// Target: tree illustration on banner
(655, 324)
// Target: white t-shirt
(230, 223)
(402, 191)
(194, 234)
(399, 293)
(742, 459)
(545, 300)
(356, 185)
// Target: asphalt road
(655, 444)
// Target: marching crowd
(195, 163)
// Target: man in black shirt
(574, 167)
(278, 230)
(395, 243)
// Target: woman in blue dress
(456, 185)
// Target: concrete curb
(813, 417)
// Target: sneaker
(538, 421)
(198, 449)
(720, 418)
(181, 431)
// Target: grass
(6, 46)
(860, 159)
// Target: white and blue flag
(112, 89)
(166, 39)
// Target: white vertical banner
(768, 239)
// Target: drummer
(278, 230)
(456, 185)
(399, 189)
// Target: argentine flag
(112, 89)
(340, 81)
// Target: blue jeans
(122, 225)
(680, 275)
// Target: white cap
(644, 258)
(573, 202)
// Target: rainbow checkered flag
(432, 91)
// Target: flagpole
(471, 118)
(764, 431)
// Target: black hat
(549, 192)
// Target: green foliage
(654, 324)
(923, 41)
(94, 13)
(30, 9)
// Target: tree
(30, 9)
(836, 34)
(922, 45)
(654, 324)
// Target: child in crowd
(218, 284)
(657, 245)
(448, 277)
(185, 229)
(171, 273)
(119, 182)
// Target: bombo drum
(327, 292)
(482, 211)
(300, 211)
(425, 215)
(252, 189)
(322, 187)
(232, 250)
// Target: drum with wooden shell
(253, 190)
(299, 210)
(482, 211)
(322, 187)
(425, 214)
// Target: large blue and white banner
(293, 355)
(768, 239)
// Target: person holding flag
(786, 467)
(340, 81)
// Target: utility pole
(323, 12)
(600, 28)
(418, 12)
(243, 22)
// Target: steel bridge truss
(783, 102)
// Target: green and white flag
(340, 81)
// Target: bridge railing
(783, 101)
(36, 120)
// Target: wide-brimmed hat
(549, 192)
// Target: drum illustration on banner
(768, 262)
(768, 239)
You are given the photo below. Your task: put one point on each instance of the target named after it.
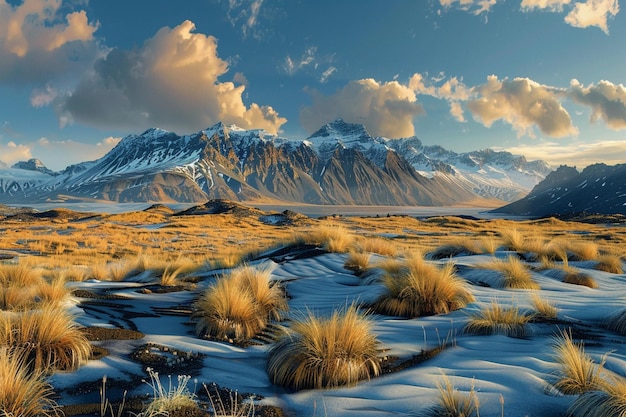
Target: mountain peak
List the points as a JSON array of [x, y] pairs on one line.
[[341, 128]]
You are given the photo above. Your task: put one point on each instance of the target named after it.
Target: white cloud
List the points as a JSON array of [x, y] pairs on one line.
[[171, 81], [474, 6], [577, 154], [522, 103], [386, 109], [606, 100], [38, 42], [550, 5], [593, 13], [11, 152]]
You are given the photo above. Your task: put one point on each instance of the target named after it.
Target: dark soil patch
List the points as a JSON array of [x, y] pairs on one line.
[[165, 360], [102, 333]]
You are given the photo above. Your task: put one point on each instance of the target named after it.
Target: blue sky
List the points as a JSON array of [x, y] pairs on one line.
[[542, 78]]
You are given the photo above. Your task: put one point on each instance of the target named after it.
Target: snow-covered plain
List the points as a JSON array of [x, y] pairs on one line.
[[517, 370]]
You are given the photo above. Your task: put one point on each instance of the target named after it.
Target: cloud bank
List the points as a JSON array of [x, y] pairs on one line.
[[582, 14], [171, 81], [386, 109], [37, 42]]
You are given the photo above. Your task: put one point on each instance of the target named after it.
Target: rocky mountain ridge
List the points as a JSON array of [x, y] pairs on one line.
[[339, 164]]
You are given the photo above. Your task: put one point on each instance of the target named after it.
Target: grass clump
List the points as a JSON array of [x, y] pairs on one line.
[[168, 400], [576, 372], [607, 401], [23, 392], [48, 336], [498, 320], [514, 272], [238, 306], [417, 288], [317, 352], [452, 403]]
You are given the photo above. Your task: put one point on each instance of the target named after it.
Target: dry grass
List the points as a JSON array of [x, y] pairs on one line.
[[498, 320], [168, 400], [576, 372], [608, 401], [357, 262], [23, 392], [239, 306], [544, 309], [515, 273], [617, 322], [48, 336], [452, 403], [328, 352], [420, 288]]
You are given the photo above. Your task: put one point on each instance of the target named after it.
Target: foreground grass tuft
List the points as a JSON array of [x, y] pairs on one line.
[[328, 352], [498, 320], [576, 372], [48, 336], [238, 306], [452, 403], [417, 288], [23, 393]]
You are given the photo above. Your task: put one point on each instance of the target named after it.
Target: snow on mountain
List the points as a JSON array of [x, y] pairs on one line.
[[341, 163]]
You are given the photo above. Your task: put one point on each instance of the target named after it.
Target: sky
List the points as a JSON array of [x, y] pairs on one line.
[[540, 78]]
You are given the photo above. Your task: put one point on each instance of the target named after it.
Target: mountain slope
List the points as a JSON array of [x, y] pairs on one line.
[[598, 188], [339, 164]]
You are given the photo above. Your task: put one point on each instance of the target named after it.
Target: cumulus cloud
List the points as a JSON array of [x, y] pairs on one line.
[[577, 154], [386, 109], [522, 103], [551, 5], [11, 152], [38, 42], [606, 100], [171, 81], [452, 90], [593, 13], [474, 6]]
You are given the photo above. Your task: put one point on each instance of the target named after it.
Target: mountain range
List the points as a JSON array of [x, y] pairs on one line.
[[597, 189], [341, 163]]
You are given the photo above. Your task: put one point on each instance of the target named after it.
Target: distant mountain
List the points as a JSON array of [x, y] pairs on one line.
[[598, 189], [339, 164]]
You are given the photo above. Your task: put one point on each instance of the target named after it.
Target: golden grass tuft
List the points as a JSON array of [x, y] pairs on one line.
[[420, 288], [576, 372], [48, 335], [325, 352], [452, 403], [384, 247], [498, 320], [515, 273], [168, 400], [238, 306], [23, 392], [608, 401], [357, 262], [544, 309]]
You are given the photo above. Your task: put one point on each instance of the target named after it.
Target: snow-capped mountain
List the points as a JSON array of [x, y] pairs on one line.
[[339, 164], [599, 188]]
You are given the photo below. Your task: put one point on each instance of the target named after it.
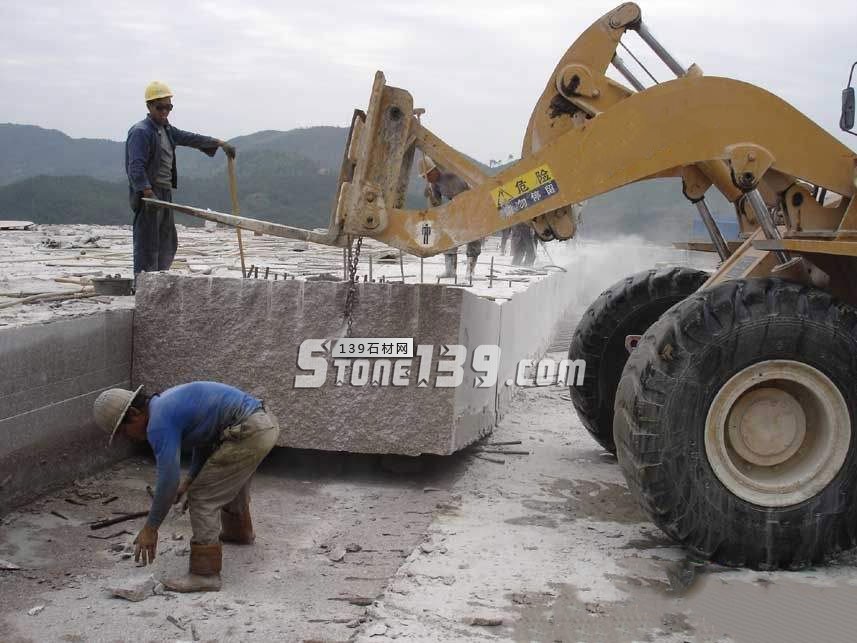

- _Task requirements_:
From the first line to the last, set down the records exactly, leaving out images.

- _Reply_:
// Target: tree illustration on banner
(655, 324)
// Target: white t-shirt
(230, 223)
(402, 191)
(194, 234)
(399, 293)
(742, 459)
(545, 300)
(356, 185)
// Target: asphalt road
(655, 444)
// Target: marching crowd
(195, 163)
// Target: man in black shirt
(574, 167)
(278, 230)
(395, 243)
// Target: woman in blue dress
(456, 185)
// Target: concrete curb
(813, 417)
// Target: sneaker
(538, 421)
(198, 449)
(720, 418)
(181, 431)
// Target: grass
(6, 46)
(860, 159)
// Target: white and blue flag
(112, 89)
(166, 39)
// Target: white vertical banner
(768, 239)
// Target: drummer
(278, 230)
(456, 185)
(399, 189)
// Target: argentine flag
(112, 89)
(340, 81)
// Target: blue jeans
(122, 225)
(680, 275)
// Target: white cap
(644, 258)
(573, 202)
// Target: rainbow checkered flag
(432, 91)
// Target: flagpole
(471, 118)
(764, 431)
// Target: black hat
(549, 192)
// Target: green foliage
(654, 324)
(923, 41)
(94, 13)
(30, 9)
// Target: tree
(30, 9)
(836, 34)
(922, 45)
(654, 324)
// Target: child in crowd
(218, 284)
(657, 245)
(448, 277)
(185, 229)
(171, 273)
(119, 182)
// Target: bombo drum
(327, 292)
(482, 211)
(300, 211)
(425, 215)
(252, 189)
(322, 187)
(232, 250)
// Target: drum with wooden shell
(253, 190)
(299, 210)
(482, 211)
(322, 187)
(425, 214)
// Target: large blue and white banner
(293, 355)
(768, 239)
// Target: person holding flag
(786, 467)
(340, 81)
// Target: utility pole
(323, 12)
(600, 28)
(418, 12)
(243, 22)
// Target: steel bridge truss
(783, 102)
// Target: green and white flag
(340, 81)
// Target: bridge railing
(783, 101)
(36, 120)
// Target: wide-brimmed hat
(549, 192)
// Target: drum illustration on banner
(768, 262)
(768, 239)
You are given the photo below. Your task: put one point on each instance of the target named after it.
Target: mountain peak
List the points as a JSON array of [x, y] pairs on one line.
[[341, 128]]
You are given the photo above. Your task: put one point on each instance of the target named after it.
Target: white cloud
List the points as a JSON array of [x, y] pairs on one line.
[[171, 81], [474, 6], [577, 154], [522, 103], [386, 109], [606, 100], [38, 42], [550, 5], [593, 13], [11, 152]]
You are given the photo above. Your task: put one point on each instance of the target named after it.
Target: dark soil patch
List the points as a JSON array of [x, y] pairs on one line.
[[165, 360], [102, 333]]
You are given the photo above. Your task: put one point on each instance of the target named after it.
Target: blue sky
List the points as a JSON array of [x, y] pairs on one line.
[[542, 78]]
You are given the photo above. Your task: put one point on each instance of the target named after it.
Target: snow-covered plain
List the points as a JSON array of [x, y] pairs on one line.
[[517, 370]]
You are given the photo above. Your task: put one point on each instance of the target named after it.
Target: cloud bank
List the points as a JSON array of [x, y] pairs on one line.
[[582, 14], [171, 81], [386, 109], [37, 42]]
You are given the photo above. Your task: put one point on each instance of the target named after it.
Target: rocky mountain ridge
List the points as a JSON array of [x, y] pairs on one line.
[[339, 164]]
You are given the photo above. Your task: put one point on each instance of the target named after it.
Target: grass clump
List the points as a JSON array of [x, y] pairs on one line.
[[168, 400], [576, 372], [607, 401], [23, 392], [48, 336], [498, 320], [514, 272], [238, 306], [417, 288], [317, 352], [452, 403]]
You are given the photo above. Your task: put one point on each instance of the target named after it.
Target: dry grass
List the points as a JSON array of [x, y] pairs on one line.
[[498, 320], [168, 400], [576, 372], [608, 401], [357, 262], [23, 392], [239, 306], [544, 309], [515, 273], [617, 322], [48, 336], [452, 403], [328, 352], [420, 288]]
You are given the photo above. Your task: put one point on each instance of the target named after it.
Target: foreground grass tuft
List the points as a JSON array of [x, y] pairs on one line.
[[328, 352], [498, 320], [576, 372], [48, 336], [238, 306], [452, 403], [417, 288], [23, 393]]
You are given the photo above. Your task: put one point on each instance of the target named after it.
Target: snow on mountain
List the points as a JSON array of [x, y] pairs on one line.
[[341, 163]]
You are given the photo above. Your task: put one point on each instance of the target named after it.
Target: sky
List the points as a JSON array of [x, y] pairs on one line.
[[540, 78]]
You are given the photo above. Your task: put one point on each instance of the target named after it.
Target: mountain slope
List the points as a JSON array of [x, y] pairs on one line.
[[598, 188], [339, 164]]
You are given the photo above. Your task: put one point on each instance of the target named after it.
Target: cumulus cloud
List the points as a JSON array of [x, y] pairs on one line.
[[577, 154], [386, 109], [522, 103], [551, 5], [11, 152], [38, 42], [606, 100], [171, 81], [452, 90], [593, 13], [474, 6]]
You are given the photo above. Your task: put one point on each instance of the target named after it.
Target: mountain range
List the points as a JSON array of [x, y] pairs on one line.
[[597, 189], [341, 163]]
You are given the photo above. Your task: put one point on each instance of the target named after it.
Target: distant mountain
List the points as a JSON array of [x, y] pairs on one line.
[[598, 189], [339, 164]]
You are given the photo above. Your task: put one point on each instance of the target named after it.
Target: golden grass tuft
List the points as a JSON array of [x, y] pairs on one line.
[[420, 288], [576, 372], [48, 335], [325, 352], [452, 403], [384, 247], [498, 320], [515, 273], [168, 400], [238, 306], [23, 392], [608, 401], [357, 262], [544, 309]]
You are given the photo above. Your task: put one point on each instance of the target named after it.
Target: snow-capped mountain
List the points as a JSON array of [x, y] pairs on one line.
[[339, 164], [599, 188]]
You are given the photo below. Your task: put one point on each instance of the target named after it.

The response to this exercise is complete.